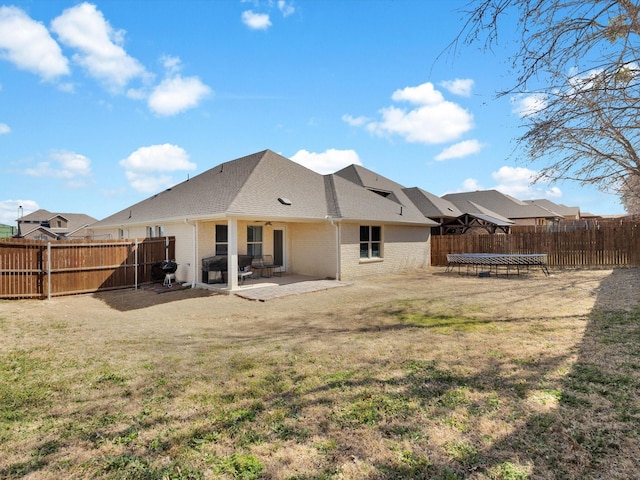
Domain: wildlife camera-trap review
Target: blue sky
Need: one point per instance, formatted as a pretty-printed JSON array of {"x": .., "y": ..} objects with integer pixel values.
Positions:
[{"x": 105, "y": 103}]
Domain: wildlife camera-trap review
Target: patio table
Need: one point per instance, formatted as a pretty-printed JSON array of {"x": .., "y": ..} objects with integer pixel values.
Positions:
[{"x": 507, "y": 261}]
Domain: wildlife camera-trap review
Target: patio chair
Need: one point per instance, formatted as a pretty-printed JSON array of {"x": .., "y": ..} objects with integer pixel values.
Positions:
[
  {"x": 274, "y": 268},
  {"x": 258, "y": 266}
]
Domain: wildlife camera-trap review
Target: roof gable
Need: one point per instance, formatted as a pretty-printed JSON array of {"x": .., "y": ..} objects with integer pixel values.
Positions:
[
  {"x": 431, "y": 205},
  {"x": 255, "y": 186}
]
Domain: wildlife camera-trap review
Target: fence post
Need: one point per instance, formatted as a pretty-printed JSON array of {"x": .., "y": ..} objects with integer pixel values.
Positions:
[
  {"x": 48, "y": 270},
  {"x": 135, "y": 259}
]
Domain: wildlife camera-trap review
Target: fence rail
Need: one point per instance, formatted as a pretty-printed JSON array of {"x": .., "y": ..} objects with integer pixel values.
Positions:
[
  {"x": 606, "y": 246},
  {"x": 37, "y": 269}
]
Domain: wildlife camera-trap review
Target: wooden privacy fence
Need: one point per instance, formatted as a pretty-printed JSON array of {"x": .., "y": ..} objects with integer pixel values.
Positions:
[
  {"x": 606, "y": 246},
  {"x": 37, "y": 269}
]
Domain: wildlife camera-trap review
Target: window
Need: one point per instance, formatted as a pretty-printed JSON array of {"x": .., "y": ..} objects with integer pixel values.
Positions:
[
  {"x": 222, "y": 240},
  {"x": 254, "y": 241},
  {"x": 370, "y": 241}
]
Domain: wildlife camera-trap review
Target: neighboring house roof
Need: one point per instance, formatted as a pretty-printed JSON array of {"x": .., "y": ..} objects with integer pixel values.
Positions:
[
  {"x": 431, "y": 205},
  {"x": 264, "y": 185},
  {"x": 559, "y": 209},
  {"x": 44, "y": 220},
  {"x": 483, "y": 213},
  {"x": 504, "y": 205}
]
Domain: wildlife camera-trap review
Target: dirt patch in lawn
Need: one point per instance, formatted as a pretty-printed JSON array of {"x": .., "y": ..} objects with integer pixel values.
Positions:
[{"x": 419, "y": 375}]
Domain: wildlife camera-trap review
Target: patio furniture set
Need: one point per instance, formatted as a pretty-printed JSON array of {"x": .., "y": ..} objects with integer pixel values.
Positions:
[{"x": 248, "y": 267}]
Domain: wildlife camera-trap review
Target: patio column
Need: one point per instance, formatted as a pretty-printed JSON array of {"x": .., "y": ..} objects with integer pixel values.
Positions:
[{"x": 232, "y": 256}]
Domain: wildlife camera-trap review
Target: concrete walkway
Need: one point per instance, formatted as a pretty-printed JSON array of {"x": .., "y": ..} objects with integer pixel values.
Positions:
[
  {"x": 264, "y": 289},
  {"x": 263, "y": 294}
]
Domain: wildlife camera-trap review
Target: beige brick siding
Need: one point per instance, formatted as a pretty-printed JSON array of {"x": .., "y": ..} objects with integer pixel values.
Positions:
[
  {"x": 313, "y": 249},
  {"x": 403, "y": 248},
  {"x": 310, "y": 248}
]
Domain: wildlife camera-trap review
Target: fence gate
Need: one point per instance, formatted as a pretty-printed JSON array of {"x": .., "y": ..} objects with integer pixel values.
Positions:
[{"x": 37, "y": 269}]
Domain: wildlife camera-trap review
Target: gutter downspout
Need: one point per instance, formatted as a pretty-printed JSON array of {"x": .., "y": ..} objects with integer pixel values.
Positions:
[
  {"x": 337, "y": 228},
  {"x": 194, "y": 277}
]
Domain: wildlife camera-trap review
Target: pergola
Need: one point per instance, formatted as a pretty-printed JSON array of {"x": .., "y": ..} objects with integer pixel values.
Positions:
[{"x": 463, "y": 223}]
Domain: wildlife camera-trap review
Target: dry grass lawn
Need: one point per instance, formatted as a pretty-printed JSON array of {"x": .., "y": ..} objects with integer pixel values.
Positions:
[{"x": 425, "y": 375}]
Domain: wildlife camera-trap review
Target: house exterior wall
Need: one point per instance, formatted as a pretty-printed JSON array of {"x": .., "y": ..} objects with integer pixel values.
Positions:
[
  {"x": 312, "y": 249},
  {"x": 403, "y": 248}
]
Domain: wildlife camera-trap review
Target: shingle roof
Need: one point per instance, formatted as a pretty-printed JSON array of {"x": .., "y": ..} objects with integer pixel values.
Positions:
[
  {"x": 500, "y": 203},
  {"x": 381, "y": 186},
  {"x": 557, "y": 208},
  {"x": 75, "y": 222},
  {"x": 251, "y": 186},
  {"x": 431, "y": 205}
]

◇ ◇ ◇

◆ **What you will do**
Write out all the records again, exactly, minus any pictures.

◆ **Response**
Domain: wildlife camera-trap review
Target: blue sky
Need: one point per instance, formatted as a pretty-printed JSON array of {"x": .., "y": ..} objects with integer pixel values.
Positions:
[{"x": 105, "y": 103}]
Domain: wildlife camera-trap review
Target: patio table
Need: one point per instance, formatted as a pretty-printed JSON array of {"x": .., "y": ..} objects with integer pixel values.
Positions:
[{"x": 507, "y": 261}]
Domain: wildlife camera-trap review
Target: patio chair
Need: one point per instance, formatted as a pretty-printed JSON array of {"x": .., "y": ..} objects with integer pixel values.
Positions:
[
  {"x": 274, "y": 268},
  {"x": 258, "y": 266}
]
Domain: wildlife camera-trap review
Target: roof gable
Need: one point per instance, formatted as a pretty-printed JSON array of {"x": .., "y": ..} objects with integer pixel values.
Positions:
[
  {"x": 431, "y": 205},
  {"x": 255, "y": 186}
]
Domain: wildlife camera-trap review
Target: fence post
Need: one point per instance, formatted as a pretty-printed JSON array of {"x": .., "y": ..} objects with integer pixel values.
Positions:
[
  {"x": 48, "y": 270},
  {"x": 135, "y": 259}
]
Domain: wildlife camera-trap review
Target: fence rail
Need: one point per instance, formatted as a pretty-printed JSON array of {"x": .., "y": ..} objects with integer pixel values.
Positions:
[
  {"x": 606, "y": 246},
  {"x": 37, "y": 269}
]
Domain: wildlife camera-trap review
Target: wooden privacy fence
Need: one point per instance, formatted as a pretty-printed JSON array of {"x": .., "y": ..} objects with integer pixel values.
Positions:
[
  {"x": 606, "y": 246},
  {"x": 37, "y": 269}
]
Domain: wildlife camera-trap review
Target: window
Need: one point per instance, formatted as a pretty-printed JSON array of {"x": .., "y": ..} objects with integer pixel values.
Positions:
[
  {"x": 222, "y": 240},
  {"x": 254, "y": 241},
  {"x": 370, "y": 241}
]
Domain: wildlife camera-trap review
Target: neighboring house roof
Need: one point per instance, formatted as a pretty-printed JSON array of {"x": .., "y": ..} objects with integer pixel values.
Positions:
[
  {"x": 431, "y": 205},
  {"x": 264, "y": 185},
  {"x": 559, "y": 209},
  {"x": 44, "y": 220},
  {"x": 483, "y": 213},
  {"x": 504, "y": 205}
]
Domain: wildlife camera-trap review
Target: dirt patch in lawn
Need: one point per instance, formatted as a pretty-printed JSON array of {"x": .., "y": ..} objects with integer pixel values.
Positions:
[{"x": 419, "y": 375}]
Domain: wildlife camera-trap review
Target: patio furniture set
Need: one point per instance, formatted as a pretty-printed JSON array of {"x": .., "y": ..} objects with integer pixel values.
Positions:
[{"x": 248, "y": 267}]
Domain: wildlife camera-trap review
Target: patio column
Need: one point per instance, formatted as a pretty-printed JSON array of {"x": .., "y": ..} objects with integer pixel values.
Positions:
[{"x": 232, "y": 256}]
Domain: wildlife camera-trap review
Target: concrete walkway
Need: one point per instance, formatted as a pretty-printed JSON array of {"x": .., "y": ..} objects with integer pixel values.
Positions:
[
  {"x": 264, "y": 289},
  {"x": 263, "y": 294}
]
Domain: wildlife camera-trap review
Target: beige brick siding
Need: one point per instance, formatted as a pretty-printed JSON array of {"x": .., "y": ..} objects with integer pixel values.
Positions:
[
  {"x": 313, "y": 249},
  {"x": 403, "y": 248},
  {"x": 310, "y": 248}
]
Domain: wildlife camera-trap review
Target: fence gate
Need: one point per instance, formatted as a pretty-printed JSON array of {"x": .., "y": ..} objects with integer pixel values.
Positions:
[{"x": 37, "y": 269}]
Domain: wildlife camera-trap review
Target: gutter downspout
Need: one point per instance, formatted as a pretty-printed JSON array of {"x": .., "y": ..} objects with integer pixel values.
Positions:
[
  {"x": 337, "y": 228},
  {"x": 194, "y": 277}
]
Domain: wildlife camera-trap review
Target: pergola
Need: one point per instance, formatted as a pretty-printed JSON array of {"x": .., "y": ..} objects with integer pixel values.
Positions:
[{"x": 463, "y": 223}]
Domain: wildlife camera-trap review
Target: dry grass lawn
Need: one point per instance, formatted as a pretty-printed JSON array of {"x": .., "y": ..} objects with integer pixel values.
Positions:
[{"x": 425, "y": 375}]
Domain: wildlife camera-trap review
Target: house exterior wall
Need: one point per instance, formatted as a pretty-printed JSON array of {"x": .., "y": ..} objects with integer pixel values.
Positions:
[
  {"x": 312, "y": 249},
  {"x": 403, "y": 248}
]
Domain: wildlife camera-trap review
Target: shingle roof
Need: one point per instance, formatted as a pretty-printed JSON array of {"x": .., "y": ..} objects with integer pixel values.
Positions:
[
  {"x": 500, "y": 203},
  {"x": 381, "y": 186},
  {"x": 557, "y": 208},
  {"x": 75, "y": 222},
  {"x": 251, "y": 186},
  {"x": 431, "y": 205}
]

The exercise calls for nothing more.